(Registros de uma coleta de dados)

++++++++++++++++++++

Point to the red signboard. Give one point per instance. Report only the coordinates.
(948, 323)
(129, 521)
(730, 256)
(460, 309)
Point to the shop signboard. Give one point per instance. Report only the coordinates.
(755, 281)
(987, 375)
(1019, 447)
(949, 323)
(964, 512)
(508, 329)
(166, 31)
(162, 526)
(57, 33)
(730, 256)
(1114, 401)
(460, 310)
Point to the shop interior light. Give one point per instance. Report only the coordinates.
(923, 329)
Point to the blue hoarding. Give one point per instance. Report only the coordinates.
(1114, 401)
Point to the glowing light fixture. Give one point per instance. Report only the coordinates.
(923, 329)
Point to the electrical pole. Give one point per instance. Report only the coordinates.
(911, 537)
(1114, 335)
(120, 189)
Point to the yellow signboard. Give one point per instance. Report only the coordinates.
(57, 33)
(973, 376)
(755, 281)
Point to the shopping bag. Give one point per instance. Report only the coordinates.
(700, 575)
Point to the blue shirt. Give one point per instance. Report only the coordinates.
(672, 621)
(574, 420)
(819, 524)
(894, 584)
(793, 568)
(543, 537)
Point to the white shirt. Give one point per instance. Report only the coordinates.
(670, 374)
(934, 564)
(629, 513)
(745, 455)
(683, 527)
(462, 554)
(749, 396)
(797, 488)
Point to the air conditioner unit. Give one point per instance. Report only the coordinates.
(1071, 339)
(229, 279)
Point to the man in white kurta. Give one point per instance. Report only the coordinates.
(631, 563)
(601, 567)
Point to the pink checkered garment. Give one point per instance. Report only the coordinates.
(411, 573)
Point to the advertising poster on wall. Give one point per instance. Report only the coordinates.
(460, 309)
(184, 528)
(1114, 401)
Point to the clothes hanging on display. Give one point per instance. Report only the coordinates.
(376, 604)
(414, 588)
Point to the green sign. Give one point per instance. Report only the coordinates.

++++++++++++++++++++

* _Objetivo do exercício_
Transcreva literalmente todas as entradas acima, sem alterar nenhum caractere.

* _Resposta ao problema_
Point to the red signboard. Give one point per instance. Report only the coordinates.
(948, 323)
(129, 521)
(730, 256)
(460, 309)
Point to the shop signboard. Give one point per instance. Report only the coordinates.
(755, 281)
(987, 375)
(1019, 447)
(949, 323)
(964, 512)
(508, 329)
(166, 31)
(162, 526)
(57, 33)
(730, 256)
(1114, 401)
(460, 310)
Point to the shop interior light. Give one point per instance. Report only the coordinates.
(923, 329)
Point to the blue hoarding. Give one point per instance. Report only the coordinates.
(1114, 401)
Point to the glowing light fixture. Give one point per instance. Report only the coordinates.
(923, 329)
Point to the electrical pole. Give one point per instance. Report only the coordinates.
(911, 537)
(1114, 335)
(120, 189)
Point to the yellow signboard. Give one point per instance. Report only the coordinates.
(57, 33)
(973, 376)
(755, 281)
Point to the shopping bag. Give one point per instance. Report only the coordinates.
(700, 575)
Point to the blue shirt. Give one point per instance. Report only the coordinates.
(672, 621)
(574, 420)
(819, 524)
(894, 584)
(793, 568)
(543, 537)
Point to the white shirt. Give one point per instance. Report only the coordinates.
(670, 374)
(934, 564)
(629, 513)
(745, 455)
(683, 527)
(462, 554)
(749, 396)
(797, 488)
Point to the air conditioner unit. Give one point per instance. Report only the coordinates.
(1071, 339)
(229, 279)
Point to the man in white kurta. Give one point per instance. Report only the coordinates.
(631, 563)
(601, 567)
Point to the pink checkered garment. Give one point per instance. Report only the coordinates.
(411, 573)
Point to the advertising poster on wall. Give one point per instance. Report only the coordinates.
(460, 309)
(184, 528)
(1114, 401)
Point to the clothes hanging on display. Give one point per instance. Report only the coordinates.
(376, 604)
(414, 588)
Point to the green sign. Give one point per instance. Report only the coordinates.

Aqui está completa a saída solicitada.